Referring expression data
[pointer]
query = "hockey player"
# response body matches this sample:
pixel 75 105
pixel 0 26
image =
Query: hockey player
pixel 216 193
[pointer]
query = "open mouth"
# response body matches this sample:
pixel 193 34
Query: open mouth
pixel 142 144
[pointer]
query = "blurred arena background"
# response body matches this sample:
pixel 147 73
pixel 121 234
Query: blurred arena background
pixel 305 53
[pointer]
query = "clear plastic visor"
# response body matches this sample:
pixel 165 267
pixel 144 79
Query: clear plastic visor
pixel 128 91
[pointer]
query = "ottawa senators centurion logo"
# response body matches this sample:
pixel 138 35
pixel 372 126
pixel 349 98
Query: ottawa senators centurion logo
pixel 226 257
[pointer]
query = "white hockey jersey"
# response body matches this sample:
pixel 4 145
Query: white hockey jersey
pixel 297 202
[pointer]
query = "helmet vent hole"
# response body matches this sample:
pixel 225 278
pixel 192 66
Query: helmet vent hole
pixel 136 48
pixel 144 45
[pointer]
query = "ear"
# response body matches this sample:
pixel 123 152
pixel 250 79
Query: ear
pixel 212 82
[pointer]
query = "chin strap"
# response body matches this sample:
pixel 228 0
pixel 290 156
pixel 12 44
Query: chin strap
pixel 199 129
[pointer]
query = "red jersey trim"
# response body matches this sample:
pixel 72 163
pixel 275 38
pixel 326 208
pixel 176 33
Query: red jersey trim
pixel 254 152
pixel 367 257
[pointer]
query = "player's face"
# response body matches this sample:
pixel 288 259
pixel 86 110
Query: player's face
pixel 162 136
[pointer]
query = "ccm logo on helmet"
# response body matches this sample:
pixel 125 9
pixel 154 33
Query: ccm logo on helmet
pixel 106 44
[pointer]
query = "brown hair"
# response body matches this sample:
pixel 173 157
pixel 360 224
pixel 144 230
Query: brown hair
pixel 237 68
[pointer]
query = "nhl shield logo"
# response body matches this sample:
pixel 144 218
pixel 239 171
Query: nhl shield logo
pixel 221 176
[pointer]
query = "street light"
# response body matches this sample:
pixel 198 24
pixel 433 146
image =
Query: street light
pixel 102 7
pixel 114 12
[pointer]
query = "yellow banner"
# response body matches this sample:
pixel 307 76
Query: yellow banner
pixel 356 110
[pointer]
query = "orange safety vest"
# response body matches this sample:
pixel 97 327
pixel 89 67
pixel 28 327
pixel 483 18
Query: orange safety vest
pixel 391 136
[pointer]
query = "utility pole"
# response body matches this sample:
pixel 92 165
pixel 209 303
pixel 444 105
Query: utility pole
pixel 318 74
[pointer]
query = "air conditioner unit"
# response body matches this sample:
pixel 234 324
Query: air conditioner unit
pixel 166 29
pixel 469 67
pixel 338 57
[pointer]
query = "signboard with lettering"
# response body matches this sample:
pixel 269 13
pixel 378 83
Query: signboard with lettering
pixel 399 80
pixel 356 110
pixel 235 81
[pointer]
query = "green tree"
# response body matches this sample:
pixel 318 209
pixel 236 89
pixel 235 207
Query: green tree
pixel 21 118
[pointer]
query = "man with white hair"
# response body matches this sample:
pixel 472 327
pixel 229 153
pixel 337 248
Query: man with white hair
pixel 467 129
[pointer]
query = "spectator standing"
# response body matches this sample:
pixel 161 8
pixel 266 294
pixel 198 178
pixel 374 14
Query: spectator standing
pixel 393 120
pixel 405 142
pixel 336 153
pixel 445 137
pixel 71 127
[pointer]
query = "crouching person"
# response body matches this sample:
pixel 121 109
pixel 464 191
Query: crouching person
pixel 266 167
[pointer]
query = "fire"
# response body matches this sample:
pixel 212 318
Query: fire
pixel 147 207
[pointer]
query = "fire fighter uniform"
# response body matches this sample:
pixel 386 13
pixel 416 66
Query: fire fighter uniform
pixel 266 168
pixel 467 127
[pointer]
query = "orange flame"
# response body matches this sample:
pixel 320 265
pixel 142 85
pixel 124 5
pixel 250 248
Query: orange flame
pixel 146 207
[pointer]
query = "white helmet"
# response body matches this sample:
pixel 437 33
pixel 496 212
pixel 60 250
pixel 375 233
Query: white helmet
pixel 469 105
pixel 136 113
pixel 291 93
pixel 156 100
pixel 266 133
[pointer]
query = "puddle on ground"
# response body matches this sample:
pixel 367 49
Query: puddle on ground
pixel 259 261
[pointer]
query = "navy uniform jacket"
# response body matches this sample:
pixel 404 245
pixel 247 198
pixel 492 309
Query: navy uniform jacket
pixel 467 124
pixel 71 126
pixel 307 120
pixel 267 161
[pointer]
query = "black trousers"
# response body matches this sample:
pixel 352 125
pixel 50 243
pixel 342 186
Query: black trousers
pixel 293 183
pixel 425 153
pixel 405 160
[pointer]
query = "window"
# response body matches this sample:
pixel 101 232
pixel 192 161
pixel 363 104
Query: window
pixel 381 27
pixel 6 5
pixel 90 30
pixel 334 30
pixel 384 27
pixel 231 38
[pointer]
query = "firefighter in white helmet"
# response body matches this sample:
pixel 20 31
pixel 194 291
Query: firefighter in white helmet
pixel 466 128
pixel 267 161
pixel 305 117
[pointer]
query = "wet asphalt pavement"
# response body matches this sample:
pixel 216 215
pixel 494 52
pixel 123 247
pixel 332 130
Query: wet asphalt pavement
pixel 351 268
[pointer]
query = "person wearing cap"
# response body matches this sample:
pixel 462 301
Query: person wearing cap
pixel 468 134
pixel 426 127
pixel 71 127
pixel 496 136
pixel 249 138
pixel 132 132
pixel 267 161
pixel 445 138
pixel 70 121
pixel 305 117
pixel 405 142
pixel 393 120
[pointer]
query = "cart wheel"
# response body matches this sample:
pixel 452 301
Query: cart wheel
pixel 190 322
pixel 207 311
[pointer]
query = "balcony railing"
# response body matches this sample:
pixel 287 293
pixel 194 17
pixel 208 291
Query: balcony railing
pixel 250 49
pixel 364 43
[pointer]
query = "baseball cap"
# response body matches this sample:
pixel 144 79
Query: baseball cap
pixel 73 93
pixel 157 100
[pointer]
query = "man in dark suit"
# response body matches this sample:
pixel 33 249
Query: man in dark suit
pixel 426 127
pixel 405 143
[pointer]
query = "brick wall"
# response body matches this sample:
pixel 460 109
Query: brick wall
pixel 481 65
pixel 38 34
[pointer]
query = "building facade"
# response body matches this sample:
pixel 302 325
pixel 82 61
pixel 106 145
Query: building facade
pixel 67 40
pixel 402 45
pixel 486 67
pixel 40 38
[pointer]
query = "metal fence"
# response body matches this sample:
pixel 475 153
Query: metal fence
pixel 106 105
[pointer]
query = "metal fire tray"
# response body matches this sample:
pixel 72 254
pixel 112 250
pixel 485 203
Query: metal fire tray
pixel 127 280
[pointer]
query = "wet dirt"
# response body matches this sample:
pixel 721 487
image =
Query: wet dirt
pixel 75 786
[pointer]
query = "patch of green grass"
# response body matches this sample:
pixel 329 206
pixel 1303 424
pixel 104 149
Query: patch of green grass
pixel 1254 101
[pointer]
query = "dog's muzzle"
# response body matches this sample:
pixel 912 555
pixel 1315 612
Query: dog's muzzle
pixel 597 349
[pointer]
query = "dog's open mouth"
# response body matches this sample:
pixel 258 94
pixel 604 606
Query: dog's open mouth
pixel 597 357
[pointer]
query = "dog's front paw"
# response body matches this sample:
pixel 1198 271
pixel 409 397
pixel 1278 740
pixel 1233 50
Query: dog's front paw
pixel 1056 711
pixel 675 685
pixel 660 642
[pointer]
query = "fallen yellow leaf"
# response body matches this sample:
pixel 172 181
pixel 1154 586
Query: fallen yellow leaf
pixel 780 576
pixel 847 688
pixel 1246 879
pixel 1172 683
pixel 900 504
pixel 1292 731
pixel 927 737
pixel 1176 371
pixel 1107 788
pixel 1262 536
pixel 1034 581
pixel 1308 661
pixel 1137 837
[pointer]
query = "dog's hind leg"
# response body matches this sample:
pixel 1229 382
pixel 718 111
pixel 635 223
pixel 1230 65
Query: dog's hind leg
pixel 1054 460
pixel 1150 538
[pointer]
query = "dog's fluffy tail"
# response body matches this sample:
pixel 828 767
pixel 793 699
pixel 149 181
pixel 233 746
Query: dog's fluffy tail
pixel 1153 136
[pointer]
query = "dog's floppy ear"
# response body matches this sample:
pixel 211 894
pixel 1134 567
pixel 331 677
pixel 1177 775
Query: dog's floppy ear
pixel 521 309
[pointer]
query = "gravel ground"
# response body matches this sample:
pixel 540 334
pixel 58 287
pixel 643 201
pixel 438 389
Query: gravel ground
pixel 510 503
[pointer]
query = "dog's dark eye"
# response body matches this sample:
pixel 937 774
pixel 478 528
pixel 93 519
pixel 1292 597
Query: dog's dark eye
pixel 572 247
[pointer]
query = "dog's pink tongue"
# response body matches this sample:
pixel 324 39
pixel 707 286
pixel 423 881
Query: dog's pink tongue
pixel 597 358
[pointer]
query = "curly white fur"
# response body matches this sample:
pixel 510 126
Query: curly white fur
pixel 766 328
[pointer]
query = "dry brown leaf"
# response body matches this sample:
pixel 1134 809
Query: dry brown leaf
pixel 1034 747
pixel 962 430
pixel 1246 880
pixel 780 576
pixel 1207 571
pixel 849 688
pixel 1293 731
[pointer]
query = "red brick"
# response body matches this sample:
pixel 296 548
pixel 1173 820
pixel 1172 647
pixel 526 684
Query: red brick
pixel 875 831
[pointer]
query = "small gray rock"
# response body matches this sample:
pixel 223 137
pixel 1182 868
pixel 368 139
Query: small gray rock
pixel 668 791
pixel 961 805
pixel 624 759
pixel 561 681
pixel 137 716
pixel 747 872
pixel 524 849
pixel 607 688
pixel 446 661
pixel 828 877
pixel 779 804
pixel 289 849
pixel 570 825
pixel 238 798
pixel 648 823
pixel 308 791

▶ What to do: Return only the part of the records above that opens with the line containing "pixel 374 14" and closes with the line containing "pixel 124 5", ends included.

▶ Result:
pixel 374 14
Query: spectator standing
pixel 393 120
pixel 405 142
pixel 336 153
pixel 445 137
pixel 71 127
[pointer]
query = "crouching person"
# response body matches this sample:
pixel 121 109
pixel 464 191
Query: crouching person
pixel 266 167
[pointer]
query = "fire"
# response body matches this sample:
pixel 212 318
Query: fire
pixel 147 207
[pointer]
query = "fire fighter uniform"
# response body matches this sample:
pixel 386 13
pixel 416 66
Query: fire fighter uniform
pixel 266 168
pixel 467 127
[pointer]
query = "orange flame"
# response body matches this sample:
pixel 320 265
pixel 142 85
pixel 124 5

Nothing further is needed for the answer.